Task description — Your answer must match, word for word, the lines from the one holding "of the rippled" through the final line below, with pictures excluded.

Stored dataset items
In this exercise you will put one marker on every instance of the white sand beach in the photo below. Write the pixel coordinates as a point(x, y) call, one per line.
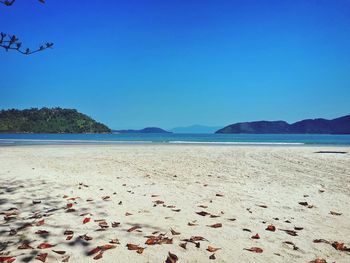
point(128, 193)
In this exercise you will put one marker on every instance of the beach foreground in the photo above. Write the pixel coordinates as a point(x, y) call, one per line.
point(91, 201)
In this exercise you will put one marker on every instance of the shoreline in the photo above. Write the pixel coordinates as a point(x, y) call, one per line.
point(226, 195)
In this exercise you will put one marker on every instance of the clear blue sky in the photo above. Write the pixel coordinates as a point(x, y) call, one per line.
point(132, 64)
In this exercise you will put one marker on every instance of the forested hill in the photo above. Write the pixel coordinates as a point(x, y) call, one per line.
point(311, 126)
point(49, 120)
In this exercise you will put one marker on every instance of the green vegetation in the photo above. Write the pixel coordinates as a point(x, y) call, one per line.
point(45, 120)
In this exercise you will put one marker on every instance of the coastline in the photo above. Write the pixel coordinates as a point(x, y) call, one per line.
point(242, 187)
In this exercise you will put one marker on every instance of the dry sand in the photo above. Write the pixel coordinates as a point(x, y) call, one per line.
point(232, 182)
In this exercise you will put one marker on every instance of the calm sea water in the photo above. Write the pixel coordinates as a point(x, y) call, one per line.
point(231, 139)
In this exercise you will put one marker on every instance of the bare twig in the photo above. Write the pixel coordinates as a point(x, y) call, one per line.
point(11, 2)
point(9, 42)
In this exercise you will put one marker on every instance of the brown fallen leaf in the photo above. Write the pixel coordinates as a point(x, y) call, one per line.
point(135, 247)
point(115, 224)
point(72, 198)
point(254, 249)
point(198, 238)
point(94, 251)
point(202, 213)
point(271, 228)
point(214, 216)
point(7, 259)
point(24, 246)
point(60, 252)
point(321, 241)
point(303, 203)
point(174, 233)
point(45, 245)
point(66, 259)
point(172, 258)
point(98, 256)
point(114, 241)
point(106, 247)
point(335, 213)
point(256, 236)
point(318, 260)
point(291, 243)
point(85, 237)
point(289, 232)
point(42, 232)
point(40, 222)
point(68, 232)
point(183, 245)
point(133, 228)
point(158, 240)
point(340, 246)
point(25, 225)
point(103, 224)
point(217, 225)
point(212, 249)
point(42, 257)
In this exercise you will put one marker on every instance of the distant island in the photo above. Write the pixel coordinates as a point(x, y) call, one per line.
point(311, 126)
point(48, 120)
point(145, 130)
point(195, 129)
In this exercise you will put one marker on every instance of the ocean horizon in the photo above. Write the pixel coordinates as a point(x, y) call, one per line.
point(8, 139)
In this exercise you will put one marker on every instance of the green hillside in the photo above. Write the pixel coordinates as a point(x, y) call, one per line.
point(46, 120)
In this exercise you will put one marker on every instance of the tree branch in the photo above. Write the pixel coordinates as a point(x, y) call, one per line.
point(11, 2)
point(9, 42)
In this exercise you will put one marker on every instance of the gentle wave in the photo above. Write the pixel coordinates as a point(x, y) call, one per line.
point(69, 141)
point(41, 141)
point(239, 143)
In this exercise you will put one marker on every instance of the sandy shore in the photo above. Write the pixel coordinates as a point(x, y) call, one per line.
point(149, 190)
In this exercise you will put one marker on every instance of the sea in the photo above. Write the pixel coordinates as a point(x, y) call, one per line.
point(176, 138)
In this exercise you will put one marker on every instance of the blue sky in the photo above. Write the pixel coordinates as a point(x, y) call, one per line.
point(132, 64)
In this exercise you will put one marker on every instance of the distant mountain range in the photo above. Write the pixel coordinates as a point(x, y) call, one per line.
point(145, 130)
point(195, 129)
point(310, 126)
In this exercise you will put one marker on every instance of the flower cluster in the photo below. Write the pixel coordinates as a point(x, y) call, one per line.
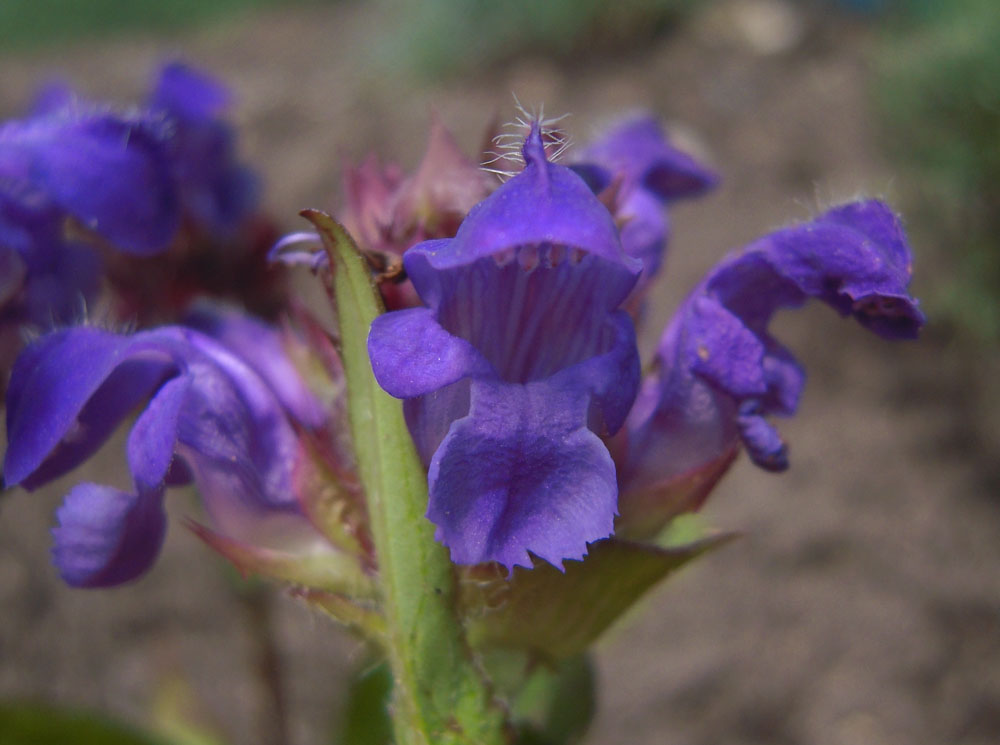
point(89, 192)
point(522, 368)
point(510, 339)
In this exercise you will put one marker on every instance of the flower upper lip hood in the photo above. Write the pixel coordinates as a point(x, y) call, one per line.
point(544, 204)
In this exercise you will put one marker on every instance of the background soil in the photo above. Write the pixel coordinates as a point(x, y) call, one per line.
point(863, 605)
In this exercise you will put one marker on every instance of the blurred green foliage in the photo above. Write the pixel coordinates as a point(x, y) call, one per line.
point(27, 23)
point(24, 723)
point(939, 93)
point(442, 37)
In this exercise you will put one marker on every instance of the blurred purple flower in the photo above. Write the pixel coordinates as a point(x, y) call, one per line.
point(645, 173)
point(516, 366)
point(210, 416)
point(218, 193)
point(720, 372)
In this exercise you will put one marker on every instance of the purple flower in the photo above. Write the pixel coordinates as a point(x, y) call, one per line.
point(720, 371)
point(107, 170)
point(647, 173)
point(103, 171)
point(218, 192)
point(209, 416)
point(516, 366)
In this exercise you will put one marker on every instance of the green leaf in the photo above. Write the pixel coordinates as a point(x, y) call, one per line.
point(365, 720)
point(439, 697)
point(556, 615)
point(42, 724)
point(557, 704)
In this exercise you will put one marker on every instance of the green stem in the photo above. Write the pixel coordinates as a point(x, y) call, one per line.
point(440, 697)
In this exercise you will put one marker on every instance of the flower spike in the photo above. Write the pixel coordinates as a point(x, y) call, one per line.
point(519, 362)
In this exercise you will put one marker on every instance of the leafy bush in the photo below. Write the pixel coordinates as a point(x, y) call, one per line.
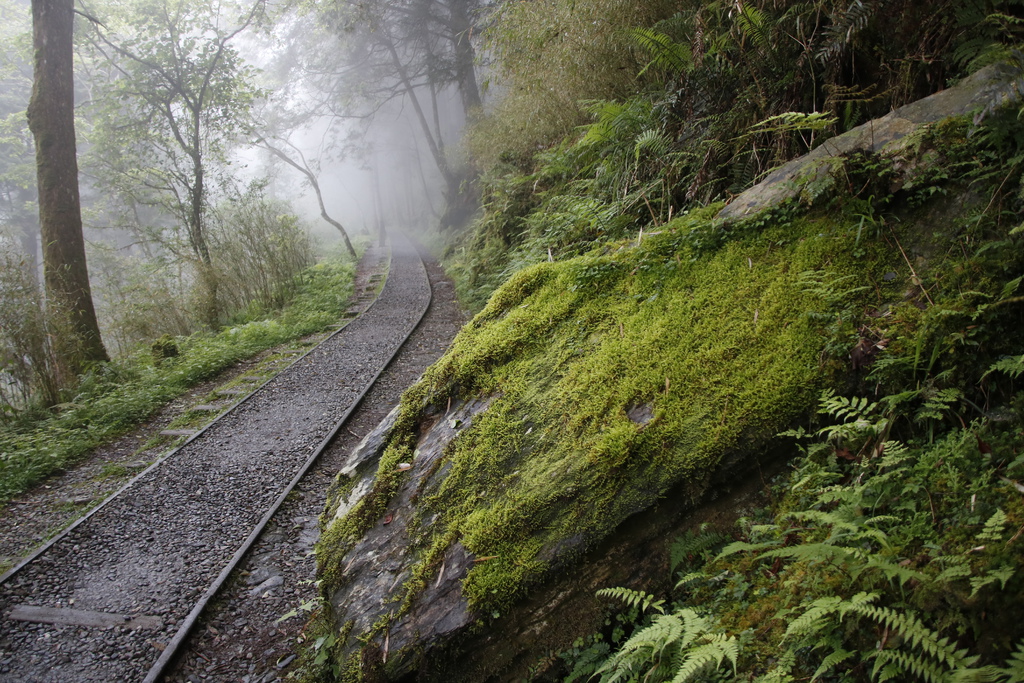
point(114, 397)
point(892, 562)
point(33, 339)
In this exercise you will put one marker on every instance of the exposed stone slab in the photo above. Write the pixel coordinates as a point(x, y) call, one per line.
point(377, 567)
point(984, 89)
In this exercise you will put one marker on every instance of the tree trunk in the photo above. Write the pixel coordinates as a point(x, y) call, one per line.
point(465, 56)
point(51, 120)
point(314, 183)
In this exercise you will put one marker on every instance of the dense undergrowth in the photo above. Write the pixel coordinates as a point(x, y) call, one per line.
point(648, 367)
point(113, 397)
point(631, 346)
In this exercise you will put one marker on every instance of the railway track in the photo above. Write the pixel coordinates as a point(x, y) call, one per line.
point(115, 596)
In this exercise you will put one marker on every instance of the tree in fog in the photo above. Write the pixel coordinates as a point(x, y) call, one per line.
point(51, 119)
point(178, 95)
point(17, 181)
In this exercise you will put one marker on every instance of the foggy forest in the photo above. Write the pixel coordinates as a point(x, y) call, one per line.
point(511, 340)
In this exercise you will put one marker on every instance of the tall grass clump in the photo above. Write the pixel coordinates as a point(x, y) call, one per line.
point(34, 338)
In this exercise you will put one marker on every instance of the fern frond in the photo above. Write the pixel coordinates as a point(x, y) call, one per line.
point(907, 663)
point(756, 27)
point(834, 658)
point(782, 671)
point(698, 658)
point(665, 52)
point(993, 529)
point(639, 599)
point(912, 630)
point(694, 545)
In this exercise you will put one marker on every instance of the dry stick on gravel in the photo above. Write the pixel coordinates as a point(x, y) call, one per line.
point(154, 549)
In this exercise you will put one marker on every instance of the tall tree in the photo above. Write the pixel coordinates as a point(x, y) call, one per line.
point(179, 96)
point(51, 119)
point(298, 161)
point(17, 172)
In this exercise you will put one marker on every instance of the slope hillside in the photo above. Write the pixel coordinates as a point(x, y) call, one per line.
point(861, 332)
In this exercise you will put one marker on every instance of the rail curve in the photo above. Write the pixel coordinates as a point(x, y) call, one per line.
point(115, 595)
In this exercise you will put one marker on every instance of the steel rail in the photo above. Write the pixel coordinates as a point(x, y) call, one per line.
point(180, 636)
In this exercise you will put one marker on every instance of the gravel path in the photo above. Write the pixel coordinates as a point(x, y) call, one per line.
point(153, 550)
point(240, 639)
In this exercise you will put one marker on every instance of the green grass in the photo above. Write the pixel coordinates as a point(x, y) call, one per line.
point(725, 348)
point(116, 396)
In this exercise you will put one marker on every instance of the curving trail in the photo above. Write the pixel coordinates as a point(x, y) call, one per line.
point(126, 584)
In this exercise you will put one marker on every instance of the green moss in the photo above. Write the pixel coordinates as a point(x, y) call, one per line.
point(718, 347)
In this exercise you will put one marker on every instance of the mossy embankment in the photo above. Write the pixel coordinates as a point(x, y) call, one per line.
point(666, 365)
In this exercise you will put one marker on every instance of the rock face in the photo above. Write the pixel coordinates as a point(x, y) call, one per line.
point(468, 534)
point(979, 92)
point(433, 637)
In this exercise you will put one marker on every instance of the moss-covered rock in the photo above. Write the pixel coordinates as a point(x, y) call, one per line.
point(647, 373)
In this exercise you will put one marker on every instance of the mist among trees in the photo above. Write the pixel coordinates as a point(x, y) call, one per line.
point(221, 150)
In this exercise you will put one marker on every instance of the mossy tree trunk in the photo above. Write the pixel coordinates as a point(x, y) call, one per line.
point(51, 120)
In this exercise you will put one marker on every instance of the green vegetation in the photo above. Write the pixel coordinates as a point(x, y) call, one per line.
point(878, 559)
point(630, 370)
point(114, 397)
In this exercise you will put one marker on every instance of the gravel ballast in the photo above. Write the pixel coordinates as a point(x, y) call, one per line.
point(242, 637)
point(154, 549)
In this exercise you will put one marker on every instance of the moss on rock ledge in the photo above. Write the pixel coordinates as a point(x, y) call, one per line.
point(610, 381)
point(647, 372)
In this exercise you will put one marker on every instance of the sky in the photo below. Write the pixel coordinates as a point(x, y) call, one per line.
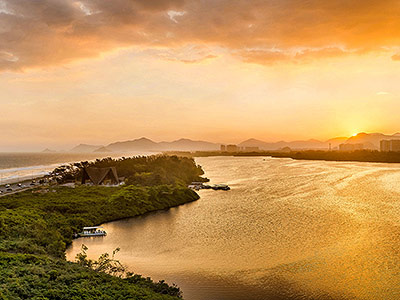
point(99, 71)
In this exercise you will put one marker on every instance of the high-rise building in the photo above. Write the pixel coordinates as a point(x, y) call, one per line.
point(351, 147)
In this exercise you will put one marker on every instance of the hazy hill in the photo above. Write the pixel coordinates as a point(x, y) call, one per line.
point(370, 141)
point(142, 144)
point(102, 150)
point(308, 144)
point(188, 145)
point(81, 148)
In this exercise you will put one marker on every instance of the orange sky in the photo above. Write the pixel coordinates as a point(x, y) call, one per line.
point(97, 71)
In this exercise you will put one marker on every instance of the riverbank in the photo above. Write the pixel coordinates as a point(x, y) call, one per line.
point(35, 230)
point(356, 156)
point(37, 226)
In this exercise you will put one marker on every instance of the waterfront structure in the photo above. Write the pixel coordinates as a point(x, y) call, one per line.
point(99, 175)
point(390, 145)
point(351, 147)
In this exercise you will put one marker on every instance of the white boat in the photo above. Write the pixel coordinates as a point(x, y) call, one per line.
point(93, 231)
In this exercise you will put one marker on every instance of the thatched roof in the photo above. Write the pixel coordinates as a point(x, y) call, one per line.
point(98, 175)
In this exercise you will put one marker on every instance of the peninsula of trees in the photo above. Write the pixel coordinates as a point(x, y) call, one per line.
point(37, 226)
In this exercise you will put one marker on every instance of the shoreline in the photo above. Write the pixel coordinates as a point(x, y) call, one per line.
point(318, 155)
point(37, 227)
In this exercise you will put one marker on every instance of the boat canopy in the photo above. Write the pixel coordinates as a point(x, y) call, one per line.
point(93, 227)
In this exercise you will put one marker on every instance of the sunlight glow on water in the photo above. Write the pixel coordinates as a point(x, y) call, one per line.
point(287, 230)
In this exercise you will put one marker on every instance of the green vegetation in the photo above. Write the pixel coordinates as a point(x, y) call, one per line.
point(143, 170)
point(36, 228)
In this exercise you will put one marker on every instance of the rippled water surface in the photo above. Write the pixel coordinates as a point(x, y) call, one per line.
point(287, 230)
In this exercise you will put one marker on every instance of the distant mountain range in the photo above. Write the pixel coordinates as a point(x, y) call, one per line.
point(369, 140)
point(145, 144)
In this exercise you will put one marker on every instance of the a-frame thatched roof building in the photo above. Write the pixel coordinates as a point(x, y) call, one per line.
point(98, 175)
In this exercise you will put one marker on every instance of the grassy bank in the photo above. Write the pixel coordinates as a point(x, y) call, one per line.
point(36, 228)
point(359, 155)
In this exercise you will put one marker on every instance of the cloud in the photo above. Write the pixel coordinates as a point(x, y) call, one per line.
point(51, 32)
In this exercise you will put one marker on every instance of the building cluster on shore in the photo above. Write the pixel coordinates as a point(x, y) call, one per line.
point(236, 148)
point(385, 146)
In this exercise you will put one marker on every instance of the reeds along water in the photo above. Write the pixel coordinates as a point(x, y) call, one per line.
point(286, 230)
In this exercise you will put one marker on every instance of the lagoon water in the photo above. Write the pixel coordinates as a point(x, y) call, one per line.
point(15, 167)
point(287, 230)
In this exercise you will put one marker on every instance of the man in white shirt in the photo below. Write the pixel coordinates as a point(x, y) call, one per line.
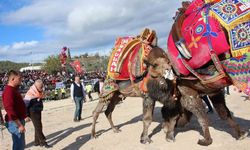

Solved problem —
In this exercise you will put one marker on every instance of the rippled water surface in the photo above. Write the pixel coordinates as a point(x, y) call, one per line.
point(287, 230)
In this exercise you will put one marker on every instance of the distant mountain range in the photo above. Write the pixel coordinates as a point(x, y) call, one per line.
point(369, 140)
point(145, 144)
In this exercise you will put one marker on every instance of the a-frame thatched roof building in the photo above. Write the pixel coordinates as a point(x, y) call, one per line.
point(98, 175)
In this exercise you will put one marker on every instance of the grassy bank in the photo above. Write the pixel coordinates as a point(x, y) call, one per line.
point(36, 228)
point(359, 155)
In this exercise you will put one marker on every instance of the cloud in the photo above. Write the pixel coordinates as a point(x, y) call, one per line.
point(51, 32)
In this exercise you will put one marker on every instance of the building cluster on shore in the photo above. Write the pixel coordinates as a point(x, y) call, one per line.
point(236, 148)
point(385, 146)
In this exercise you will put one marker on every instance of the reeds along water in the photo above. Write the pixel coordinates as a point(x, y) call, one per line.
point(286, 230)
In this exercise you will put one marker on every instance of the lagoon water in the photo above. Write the pixel coordinates as a point(x, y) call, one per line.
point(15, 167)
point(287, 230)
In this exercise you will put one marker on every instance of the man in white shirt in the photo below. Write the pixel coordinates as a point(x, y) call, one per line.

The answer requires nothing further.